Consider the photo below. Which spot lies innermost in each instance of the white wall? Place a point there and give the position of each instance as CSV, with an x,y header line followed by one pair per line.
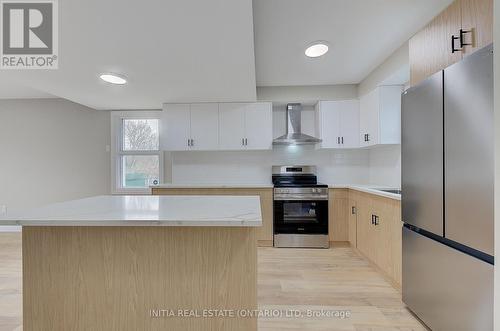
x,y
52,150
306,94
395,70
496,35
385,166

▶ Instructions for the task
Copy every record above exactly, leaving out the pictures.

▶ The answer
Consider the photo below. Which spot lies innermost in each instance of the white wall? Place a point there and give the position of each instance as CSV, with an x,y header line followed by one pair per line.
x,y
52,150
306,94
395,70
496,35
385,166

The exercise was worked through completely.